#### Document text:

################

Easton.wickedlocal.com: John Mellencamp Balances Old Favorites And New Gems In Boston Concert
&nbBy Jay Miller - Eastonwickerlocal.com
Consider the case of John Mellencamp, who after four decades near the top of the popular music world has a song bag full of hits, albeit most of them going back a decade or two. But he’s also been relentlessly creative, if rather less enamored of the spotlight in recent years, so that he has many fine new songs deserving wider notice.
It’s not an uncommon problem on the summer concert circuit, as many music icons have to decide how to balance those old chestnuts everybody knows by heart, with new music the majority may be hearing for the first time. Factor in that Mellencamp, 65, hasn’t done what he termed “the beer and circus” type of tour–aka outdoor venues–for about 15 years before this, and as he told Variety in a rare interview before the start of this tour, he prefers venues where people come more to listen than to party. That’s the same interview where he embraced the description of himself as a “curmudgeon,” but last night in Boston he was a warm and appealing curmudgeon.
But the secret weapons in this summer’s “Sad Clowns and Hillbillies Tour,” named after his 23rd album, which was released at the end of April, are both Mellencamp’s superb songwriting which makes those new tunes immediately compelling, and the stellar band he has backing him, not to mention opening act Carlene Carter, who is also featured on the latest album. (Many dates on this tour have also included Emmylou Harris, but she didn’t make this leg of the tour.)
Monday night at the Blue Hills Bank Pavilion in Boston, Mellencamp and his backing sextet delivered a 90-minute set of his old and new music, interspersing several new, or latter-day compositions, with hefty chunks of his biggest chartbusters, and leaving the audience of 4350 (roughly 90 percent capacity) thrilled and happy after a night of numerous singalongs.
Mellencamp performed his songs in various formats last night, with six-pieces behind him, as part of a stripped down quartet, and trio. But the moment that may stand out for most fans was his solo acoustic take on “Jack and Diane.” He wasn’t more than a line or two into it before the throng was finishing his lines for him, and they joyfully jumped right into the chorus. “Hold it, hold it, hold it, that’s wrong,” Mellencamp laughed, as he halted. He pointed out that he’d written two verses, which both come before the chorus is ever heard. The crowd dutifully laid back until he did both verses and then roared out that familiar chorus with extra verve.

################

#### Data provided:
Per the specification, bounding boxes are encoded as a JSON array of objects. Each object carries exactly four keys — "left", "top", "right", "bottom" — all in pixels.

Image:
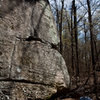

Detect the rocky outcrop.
[{"left": 0, "top": 0, "right": 69, "bottom": 100}]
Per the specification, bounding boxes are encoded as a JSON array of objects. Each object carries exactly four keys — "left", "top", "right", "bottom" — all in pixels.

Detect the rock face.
[{"left": 0, "top": 0, "right": 70, "bottom": 100}]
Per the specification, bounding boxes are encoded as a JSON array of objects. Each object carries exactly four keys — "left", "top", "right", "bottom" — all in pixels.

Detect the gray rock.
[{"left": 0, "top": 0, "right": 70, "bottom": 100}]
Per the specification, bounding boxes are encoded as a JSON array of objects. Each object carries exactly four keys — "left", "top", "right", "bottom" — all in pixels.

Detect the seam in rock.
[
  {"left": 0, "top": 78, "right": 54, "bottom": 87},
  {"left": 9, "top": 40, "right": 16, "bottom": 78}
]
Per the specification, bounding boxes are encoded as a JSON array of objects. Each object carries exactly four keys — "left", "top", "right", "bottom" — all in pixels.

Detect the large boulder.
[{"left": 0, "top": 0, "right": 70, "bottom": 100}]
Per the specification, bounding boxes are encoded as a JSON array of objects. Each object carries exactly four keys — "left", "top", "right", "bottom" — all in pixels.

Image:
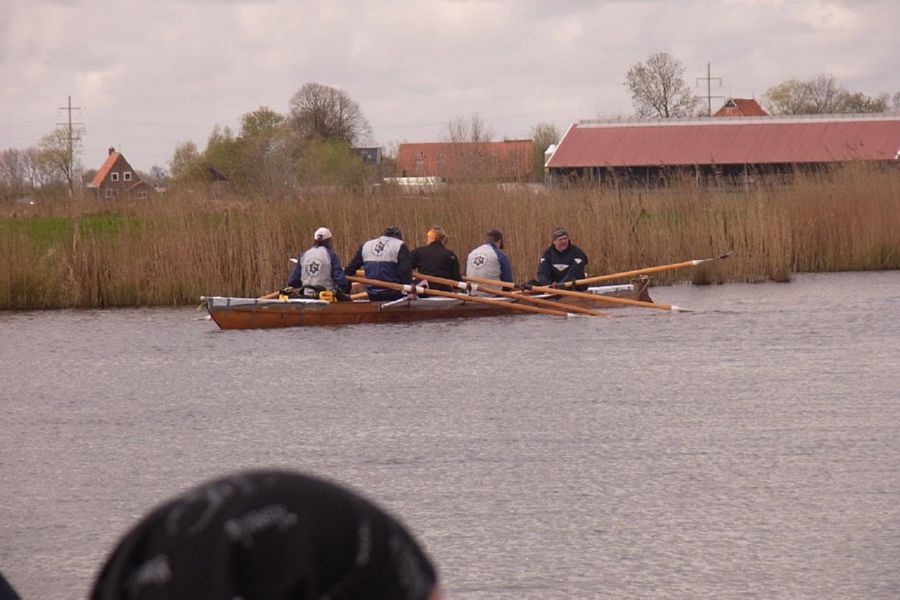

################

#### Exercise task A:
In the concert review, reproduce word for word the passage from "Mellencamp performed his" up to and including "with extra verve.".
#### Exercise task B:
According to the concert review, at what venue did Mellencamp play his Monday night show in Boston?
#### Exercise task C:
List every performance format the concert review says Mellencamp used during the Boston show.

#### Written solution A:
Mellencamp performed his songs in various formats last night, with six-pieces behind him, as part of a stripped down quartet, and trio. But the moment that may stand out for most fans was his solo acoustic take on “Jack and Diane.” He wasn’t more than a line or two into it before the throng was finishing his lines for him, and they joyfully jumped right into the chorus. “Hold it, hold it, hold it, that’s wrong,” Mellencamp laughed, as he halted. He pointed out that he’d written two verses, which both come before the chorus is ever heard. The crowd dutifully laid back until he did both verses and then roared out that familiar chorus with extra verve.

#### Written solution B:
The Blue Hills Bank Pavilion.

#### Written solution C:
- With six pieces behind him
- As part of a stripped-down quartet
- As a trio
- Solo acoustic (for "Jack and Diane")